This is an increase of 16% from the $0.19 distribution declared in the Q1. In the past year, Viper has paid $0.91 per unit to its unitholders. During the quarter, cash available for distribution was approximately $18,000,000 Viper has no debt and an undrawn revolver of $175,000,000 as of June 30, 2015. In early July of 2015, Viper completed the purchase of an approximate 1.5 percent average overriding royalty interest on certain of Diamondback's acreage primarily located in Howard County for $31,000,000 Turning to Viper's guidance, we expect 2015 volumes in the range of 4,800 to 5,100 BOE per day, up from the prior range of 4,600 BOE to 5,000 BOE per day. As a reminder, Viper does not incur lease operating expenses or capital expenditures.
I'll now turn the call back over to Travis for his closing remarks.
Thank you, Tracy. To summarize, our prior decisions have positioned Diamondback to succeed in these market conditions. We've preserved optionality either to increase activity levels or to spend within cash flow. Our wells are still highly economic even at current oil prices. We have minimal drilling obligations with most of our acreage held by production.

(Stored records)
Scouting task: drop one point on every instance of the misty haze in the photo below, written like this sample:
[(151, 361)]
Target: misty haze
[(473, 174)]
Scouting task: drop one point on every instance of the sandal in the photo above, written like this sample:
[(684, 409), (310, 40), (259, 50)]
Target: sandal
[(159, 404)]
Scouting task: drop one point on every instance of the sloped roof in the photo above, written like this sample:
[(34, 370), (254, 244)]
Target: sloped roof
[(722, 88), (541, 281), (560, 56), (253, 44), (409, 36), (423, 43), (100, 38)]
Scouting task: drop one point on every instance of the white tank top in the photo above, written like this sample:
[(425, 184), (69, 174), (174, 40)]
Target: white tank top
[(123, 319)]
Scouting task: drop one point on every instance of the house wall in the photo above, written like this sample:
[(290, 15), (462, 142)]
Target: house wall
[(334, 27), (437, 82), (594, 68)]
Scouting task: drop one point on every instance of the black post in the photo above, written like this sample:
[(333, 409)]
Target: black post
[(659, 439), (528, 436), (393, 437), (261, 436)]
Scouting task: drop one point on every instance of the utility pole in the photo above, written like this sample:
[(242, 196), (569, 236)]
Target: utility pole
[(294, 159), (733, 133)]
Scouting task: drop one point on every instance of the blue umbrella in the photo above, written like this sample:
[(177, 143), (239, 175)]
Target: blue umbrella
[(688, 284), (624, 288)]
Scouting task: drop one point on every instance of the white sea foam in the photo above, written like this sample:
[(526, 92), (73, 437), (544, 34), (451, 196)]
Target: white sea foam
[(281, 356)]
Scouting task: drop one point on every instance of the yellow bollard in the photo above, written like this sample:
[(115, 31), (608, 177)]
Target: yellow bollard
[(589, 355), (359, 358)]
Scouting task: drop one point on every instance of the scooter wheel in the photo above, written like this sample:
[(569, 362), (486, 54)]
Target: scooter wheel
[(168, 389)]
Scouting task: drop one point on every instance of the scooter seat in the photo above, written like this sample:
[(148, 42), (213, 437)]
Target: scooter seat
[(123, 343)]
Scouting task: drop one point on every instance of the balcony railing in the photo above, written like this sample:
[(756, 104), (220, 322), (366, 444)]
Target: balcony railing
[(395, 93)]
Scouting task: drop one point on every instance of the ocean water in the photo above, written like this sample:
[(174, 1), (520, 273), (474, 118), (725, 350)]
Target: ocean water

Work to complete:
**a)** According to the earnings call excerpt, how large was Viper's undrawn revolver as of June 30, 2015?
**b)** Using the earnings call excerpt, explain why Diamondback is described as positioned to succeed in current market conditions.
**c)** Write the next few sentences of the earnings call excerpt, following on from its final sentence.

Solved tasks:
**a)** $175,000,000

**b)** Its prior decisions have preserved the option either to increase activity levels or to spend within cash flow. Its wells remain highly economic even at current oil prices, and it has minimal drilling obligations because most of its acreage is held by production.

**c)**
And we continue to execute on things we can control. We're excited to get to work in Glasscock and Howard Counties and we look forward to updating you on our progress. Before we turn the call over to Q and A, I would like to welcome our new employees to Diamondback and to thank everyone for what they have accomplished during the first half of this year. On behalf of the Board and employees of Diamondback and Viper, I would like to thank you for your participation today. Operator, please open the line for questions.
Thank you. And our first question comes from Dave Kistler from Simmons and Company. Your line is now open.
Good morning, guys. Good morning, Dave.
Travis, just a follow-up on a comment you made with respect to the strength of the balance sheet and the prospect for consolidation. Can you talk a little bit given the similar to how we saw recalibration of service costs with lower commodity prices. Should we see recalibration of M and A targets? And obviously, Diamondback, you guys are a premium currency out there. Just trying to think through how you look at the next 3, 6, 12 months?
Dave, that's a good question. With my track record has always been not to talk about any specific deals we have going on. But it's also reasonable that every trade that occurs in the Permian Basin Diamondback shareholders should expect that our fingerprints are all over them. With that being said though, I think with the macro conditions that are going on globally right now and obviously the commodity price continuing to fall, I would think that would put somewhat of a dampening effect on the expectations of sellers. However, that didn't necessarily happen as much in the Q1 of this year.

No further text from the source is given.